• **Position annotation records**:
>> START
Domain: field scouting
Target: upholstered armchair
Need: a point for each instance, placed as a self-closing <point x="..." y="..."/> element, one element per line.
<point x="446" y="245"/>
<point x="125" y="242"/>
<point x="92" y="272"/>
>> END
• **Given task**: Present every line of the items above as a Markdown table with two columns, Row and Line, numbering the rows in order and leaving out any blank lines.

• **Output for this task**:
| Row | Line |
|---|---|
| 1 | Domain: field scouting |
| 2 | Target: upholstered armchair |
| 3 | Need: a point for each instance, placed as a self-closing <point x="..." y="..."/> element, one element per line. |
| 4 | <point x="446" y="245"/> |
| 5 | <point x="125" y="242"/> |
| 6 | <point x="92" y="272"/> |